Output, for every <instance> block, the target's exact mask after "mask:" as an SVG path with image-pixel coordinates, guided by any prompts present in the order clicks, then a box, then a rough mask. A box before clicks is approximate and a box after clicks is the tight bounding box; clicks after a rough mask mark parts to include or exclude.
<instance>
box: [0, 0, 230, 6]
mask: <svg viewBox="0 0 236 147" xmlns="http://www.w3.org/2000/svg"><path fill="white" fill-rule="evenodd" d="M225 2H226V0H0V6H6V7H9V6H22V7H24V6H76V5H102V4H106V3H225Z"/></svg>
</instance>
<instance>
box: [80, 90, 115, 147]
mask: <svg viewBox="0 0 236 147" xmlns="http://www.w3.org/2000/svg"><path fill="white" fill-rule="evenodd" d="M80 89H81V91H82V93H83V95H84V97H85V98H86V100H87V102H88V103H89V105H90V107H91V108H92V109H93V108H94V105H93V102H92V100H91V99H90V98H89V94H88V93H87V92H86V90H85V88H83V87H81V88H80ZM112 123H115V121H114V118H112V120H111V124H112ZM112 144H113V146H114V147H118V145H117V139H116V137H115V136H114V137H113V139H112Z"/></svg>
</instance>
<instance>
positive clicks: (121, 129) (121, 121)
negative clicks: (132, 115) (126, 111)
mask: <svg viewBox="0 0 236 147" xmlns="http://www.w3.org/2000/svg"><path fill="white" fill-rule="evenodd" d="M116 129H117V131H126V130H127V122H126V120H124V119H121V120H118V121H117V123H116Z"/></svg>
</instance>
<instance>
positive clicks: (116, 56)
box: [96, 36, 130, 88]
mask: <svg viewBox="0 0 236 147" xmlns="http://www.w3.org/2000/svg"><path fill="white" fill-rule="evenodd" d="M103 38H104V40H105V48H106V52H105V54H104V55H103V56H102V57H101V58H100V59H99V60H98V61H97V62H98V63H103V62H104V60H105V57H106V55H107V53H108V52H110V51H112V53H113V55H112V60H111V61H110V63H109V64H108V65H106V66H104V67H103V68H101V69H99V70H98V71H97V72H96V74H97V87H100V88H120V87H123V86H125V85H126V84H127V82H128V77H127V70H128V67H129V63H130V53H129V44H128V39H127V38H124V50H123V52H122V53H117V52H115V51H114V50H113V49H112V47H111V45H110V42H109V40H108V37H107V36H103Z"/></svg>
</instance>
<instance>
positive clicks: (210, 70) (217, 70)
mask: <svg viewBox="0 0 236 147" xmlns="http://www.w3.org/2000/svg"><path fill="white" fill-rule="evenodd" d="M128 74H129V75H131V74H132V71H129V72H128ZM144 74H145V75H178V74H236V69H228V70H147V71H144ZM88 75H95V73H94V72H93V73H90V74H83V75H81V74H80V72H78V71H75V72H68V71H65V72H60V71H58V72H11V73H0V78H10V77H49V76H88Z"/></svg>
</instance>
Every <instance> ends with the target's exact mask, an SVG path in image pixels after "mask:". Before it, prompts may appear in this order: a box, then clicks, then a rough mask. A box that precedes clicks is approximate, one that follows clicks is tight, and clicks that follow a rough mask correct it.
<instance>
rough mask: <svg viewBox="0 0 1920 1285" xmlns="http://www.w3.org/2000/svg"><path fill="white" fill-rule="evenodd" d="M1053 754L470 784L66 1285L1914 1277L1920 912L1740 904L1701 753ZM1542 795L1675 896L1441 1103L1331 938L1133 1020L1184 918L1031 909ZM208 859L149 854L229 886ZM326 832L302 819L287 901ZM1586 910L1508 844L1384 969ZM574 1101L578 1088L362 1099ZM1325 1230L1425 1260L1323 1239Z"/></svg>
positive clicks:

Exercise description: Lay out every row above as a Markdown table with two columns, Line and Text. Put each nonblank line's running number under Line and the line itself under Text, and leave out blank lines.

Solution to this task:
| Line | Text |
|---|---|
| 1 | Output, for every <instance> block, the target's exact mask after "mask:" as an SVG path with image-pixel coordinates, guided by any prompts present in the order clicks, then a box, then a rough mask. A box before clicks is approximate and a box after clicks is the tight bounding box; clicks after a rough mask mark parts to include or exclude. |
| 2 | <instance> |
| 3 | box: [0, 0, 230, 6] |
| 4 | mask: <svg viewBox="0 0 236 147" xmlns="http://www.w3.org/2000/svg"><path fill="white" fill-rule="evenodd" d="M225 2H226V0H0V6H6V7H9V6H22V7H24V6H76V5H102V4H106V3H225Z"/></svg> |
| 5 | </instance> |
| 6 | <instance> |
| 7 | box: [80, 90, 115, 147] |
| 8 | mask: <svg viewBox="0 0 236 147" xmlns="http://www.w3.org/2000/svg"><path fill="white" fill-rule="evenodd" d="M80 89H81V91H82V93H83V95H84V97H85V98H86V100H87V102H88V103H89V105H90V107H91V108H92V109H93V108H94V105H93V102H92V100H91V99H90V98H89V94H88V93H87V92H86V90H85V88H83V87H81V88H80ZM112 123H115V121H114V118H112V120H111V124H112ZM112 144H113V146H114V147H118V145H117V139H116V137H115V136H114V137H113V139H112Z"/></svg> |
| 9 | </instance> |
| 10 | <instance> |
| 11 | positive clicks: (121, 129) (121, 121) |
| 12 | negative clicks: (132, 115) (126, 111) |
| 13 | mask: <svg viewBox="0 0 236 147" xmlns="http://www.w3.org/2000/svg"><path fill="white" fill-rule="evenodd" d="M116 129H117V131H126V130H127V122H126V120H124V119H121V120H118V121H117V123H116Z"/></svg> |
| 14 | </instance> |
| 15 | <instance> |
| 16 | positive clicks: (116, 56) |
| 17 | box: [96, 36, 130, 88] |
| 18 | mask: <svg viewBox="0 0 236 147" xmlns="http://www.w3.org/2000/svg"><path fill="white" fill-rule="evenodd" d="M103 38H104V40H105V48H106V52H105V54H104V55H103V56H102V57H101V58H100V59H99V60H98V61H97V62H98V63H103V62H104V60H105V57H106V55H107V53H108V52H110V51H112V53H113V55H112V60H111V61H110V63H109V64H108V65H106V66H104V67H103V68H101V69H99V70H98V71H97V72H96V74H97V87H100V88H120V87H123V86H125V85H126V84H127V82H128V77H127V70H128V67H129V63H130V53H129V44H128V39H127V38H124V50H123V52H122V53H117V52H115V51H114V50H113V49H112V47H111V45H110V42H109V40H108V37H107V36H103Z"/></svg> |
| 19 | </instance> |
| 20 | <instance> |
| 21 | positive clicks: (210, 70) (217, 70) |
| 22 | mask: <svg viewBox="0 0 236 147" xmlns="http://www.w3.org/2000/svg"><path fill="white" fill-rule="evenodd" d="M128 74H129V75H131V74H132V71H129V72H128ZM144 74H145V75H178V74H236V69H228V70H147V71H144ZM88 75H95V73H94V72H93V73H90V74H83V75H81V74H80V72H78V71H75V72H68V71H65V72H60V71H58V72H11V73H0V78H10V77H49V76H88Z"/></svg> |
| 23 | </instance> |
| 24 | Every <instance> ends with the target's exact mask, an SVG path in image pixels after "mask:". Before it, prompts may appear in this order: a box, then clicks, then a rough mask. A box that precedes clicks is approximate, one that follows clicks is tight, and clicks that follow a rough mask correct it. |
| 25 | <instance> |
| 26 | rough mask: <svg viewBox="0 0 1920 1285" xmlns="http://www.w3.org/2000/svg"><path fill="white" fill-rule="evenodd" d="M1053 754L470 784L66 1285L1914 1277L1920 912L1740 904L1701 753ZM1542 795L1675 896L1441 1103L1331 938L1133 1020L1184 918L1031 909ZM208 859L149 854L229 886ZM326 832L302 819L287 901ZM1586 910L1508 844L1384 969ZM574 1101L578 1088L362 1099ZM1325 1230L1425 1260L1323 1239Z"/></svg> |
| 27 | positive clicks: |